* DATASET CONTENT
------------------------------------------------------------------------
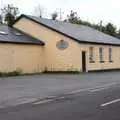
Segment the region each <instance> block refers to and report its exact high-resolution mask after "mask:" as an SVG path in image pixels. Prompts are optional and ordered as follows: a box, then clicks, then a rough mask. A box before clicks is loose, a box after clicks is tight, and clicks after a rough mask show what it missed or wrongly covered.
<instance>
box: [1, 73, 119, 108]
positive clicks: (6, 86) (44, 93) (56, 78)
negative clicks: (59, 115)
------------------------------------------------------------------------
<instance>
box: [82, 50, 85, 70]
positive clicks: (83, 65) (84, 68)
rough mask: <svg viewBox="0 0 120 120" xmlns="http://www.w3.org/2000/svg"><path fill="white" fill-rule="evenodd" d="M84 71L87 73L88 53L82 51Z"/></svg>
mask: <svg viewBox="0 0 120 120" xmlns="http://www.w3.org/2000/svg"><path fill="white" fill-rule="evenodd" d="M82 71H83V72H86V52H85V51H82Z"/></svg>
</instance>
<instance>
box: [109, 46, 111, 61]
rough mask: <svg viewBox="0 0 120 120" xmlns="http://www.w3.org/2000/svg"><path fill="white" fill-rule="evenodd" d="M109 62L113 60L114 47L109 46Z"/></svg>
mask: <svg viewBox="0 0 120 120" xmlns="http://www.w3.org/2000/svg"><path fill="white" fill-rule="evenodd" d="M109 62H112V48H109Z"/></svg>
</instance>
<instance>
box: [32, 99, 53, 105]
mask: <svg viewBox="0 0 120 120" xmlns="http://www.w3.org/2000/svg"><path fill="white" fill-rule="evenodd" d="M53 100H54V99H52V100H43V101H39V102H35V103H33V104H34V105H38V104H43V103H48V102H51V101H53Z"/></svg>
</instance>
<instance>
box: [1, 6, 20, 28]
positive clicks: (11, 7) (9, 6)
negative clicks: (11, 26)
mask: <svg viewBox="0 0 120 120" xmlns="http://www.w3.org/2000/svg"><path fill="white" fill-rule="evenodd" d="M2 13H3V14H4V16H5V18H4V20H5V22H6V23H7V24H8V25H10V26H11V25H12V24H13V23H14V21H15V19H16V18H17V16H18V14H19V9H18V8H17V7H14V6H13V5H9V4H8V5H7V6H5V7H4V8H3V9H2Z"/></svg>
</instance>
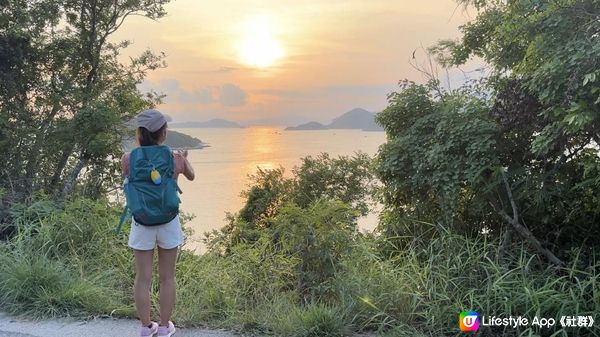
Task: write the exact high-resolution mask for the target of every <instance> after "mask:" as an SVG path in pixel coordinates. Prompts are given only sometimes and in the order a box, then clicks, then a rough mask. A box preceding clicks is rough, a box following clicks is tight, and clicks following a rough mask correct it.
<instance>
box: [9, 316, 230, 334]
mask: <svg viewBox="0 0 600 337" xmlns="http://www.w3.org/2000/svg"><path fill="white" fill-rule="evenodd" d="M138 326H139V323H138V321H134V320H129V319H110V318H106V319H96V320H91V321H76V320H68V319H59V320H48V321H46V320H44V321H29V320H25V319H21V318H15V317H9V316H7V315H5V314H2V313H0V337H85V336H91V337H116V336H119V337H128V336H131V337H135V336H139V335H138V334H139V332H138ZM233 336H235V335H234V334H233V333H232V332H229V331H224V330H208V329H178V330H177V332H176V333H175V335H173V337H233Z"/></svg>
------------------------------------------------------------------------
Reproduce the data word for word, everything from the line containing "Segment the region" down to the line containing "negative clicks: (59, 115)", including both of those lines.

* RESULT OF THE TASK
Segment the region each <instance> block refers to and report its exact high-resolution mask after "mask:" as an SVG path in image pixels. Prompts are optional and ordered as follows: a box, then clicks, then a rough mask. A box before clicks is loose, a box after clicks is tight, and clicks after a rough mask show what it missed or wrongly covered.
<instance>
box: [1, 73, 119, 108]
positive clicks: (6, 86) (44, 93) (56, 78)
negative clicks: (59, 115)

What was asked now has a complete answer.